SET TASKS
1/ Reproduce the passage of the compression guide starting with "Async Performance" and going on through "multiple concurrent operations)".
2/ Decide whether each statement agrees with the compression guide, answering yes or no and quoting the words that settle it: (a) the default BZip2 block size is 900K; (b) the default LZMA dictionary size is 16 KB; (c) async improves performance for CPU-bound operations.

-- start EXTRACTED TEXT --

Level Speed Size Use Case
1 10x 90% Network, streaming
6 1x 75% Default (good balance)
9 0.1x 65% Archival, static storage

BZip2 Block Size

// BZip2 block size affects memory and compression
// 100K to 900K (default 900K)

// Smaller block size = lower memory, faster
// Larger block size = better compression, slower

using (var archive = TarArchive.CreateArchive())
{
    archive.AddAllFromDirectory(@"D:\data");
    
    // These are preset in WriterOptions via CompressionLevel
    archive.SaveTo("archive.tar.bz2", CompressionType.BZip2);
}

LZMA Settings

LZMA compression is very powerful but memory-intensive:

// LZMA (7Zip, .tar.lzma):
// - Dictionary size: 16 KB to 1 GB (default 32 MB)
// - Faster preset: smaller dictionary
// - Better compression: larger dictionary

// Preset via CompressionType
using (var archive = TarArchive.CreateArchive())
{
    archive.AddAllFromDirectory(@"D:\data");
    archive.SaveTo("archive.tar.xz", CompressionType.LZMA);  // Default settings
}

Async Performance

When Async Helps

Async is beneficial when:

  • Long I/O operations (network, slow disks)
  • UI responsiveness needed (Windows Forms, WPF, Blazor)
  • Server applications (ASP.NET, multiple concurrent operations)
// Async extraction (non-blocking)
using (var archive = ZipArchive.OpenArchive("archive.zip"))
{
    await archive.WriteToDirectoryAsync(
        @"C:\output",
        new ExtractionOptions { ExtractFullPath = true, Overwrite = true },
        cancellationToken
    );
}
// Thread can handle other work while I/O happens

When Async Doesn't Help

Async doesn't improve performance for:

  • CPU-bound operations (already fast)

-- end EXTRACTED TEXT --
-- start GIVEN DATA --

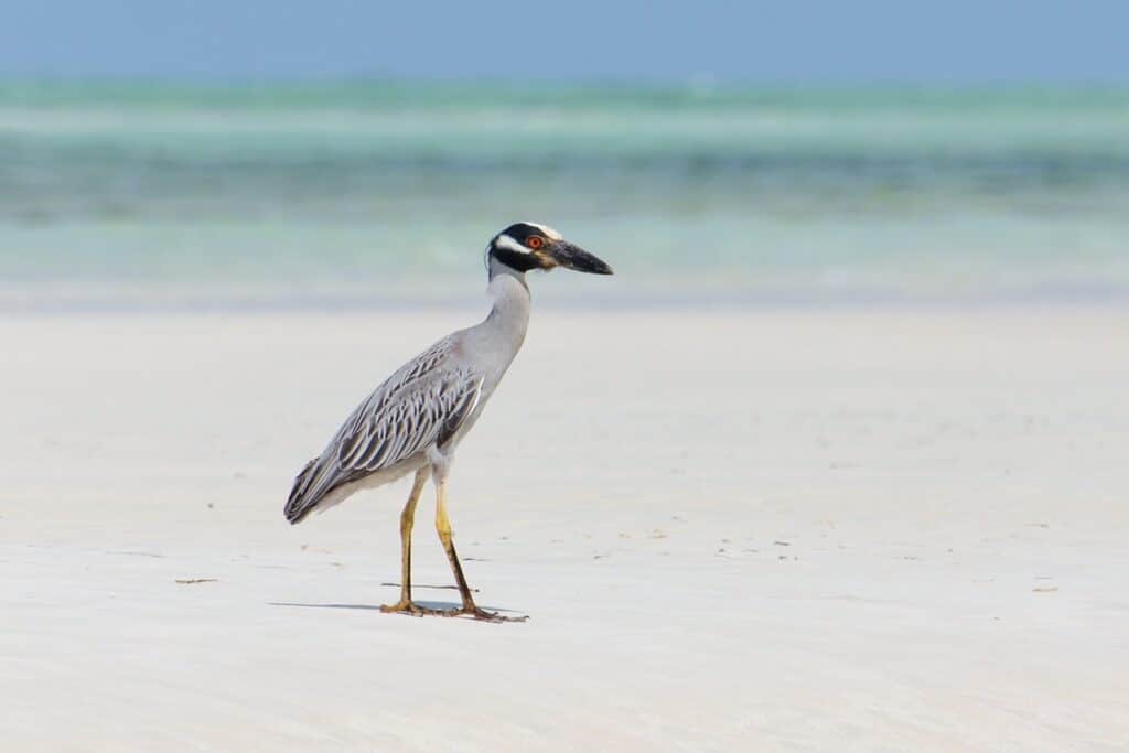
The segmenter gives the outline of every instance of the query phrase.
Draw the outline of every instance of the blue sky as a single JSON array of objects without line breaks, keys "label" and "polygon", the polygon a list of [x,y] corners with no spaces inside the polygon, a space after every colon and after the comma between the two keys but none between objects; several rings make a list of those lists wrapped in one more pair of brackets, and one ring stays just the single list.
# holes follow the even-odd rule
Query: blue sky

-- end GIVEN DATA --

ANSWERS FOR THE TASKS
1/
Async Performance

When Async Helps

Async is beneficial when:

  • Long I/O operations (network, slow disks)
  • UI responsiveness needed (Windows Forms, WPF, Blazor)
  • Server applications (ASP.NET, multiple concurrent operations)

2/
(a) Yes: "100K to 900K (default 900K)"
(b) No: "Dictionary size: 16 KB to 1 GB (default 32 MB)"
(c) No: "Async doesn't improve performance for:" and "CPU-bound operations (already fast)"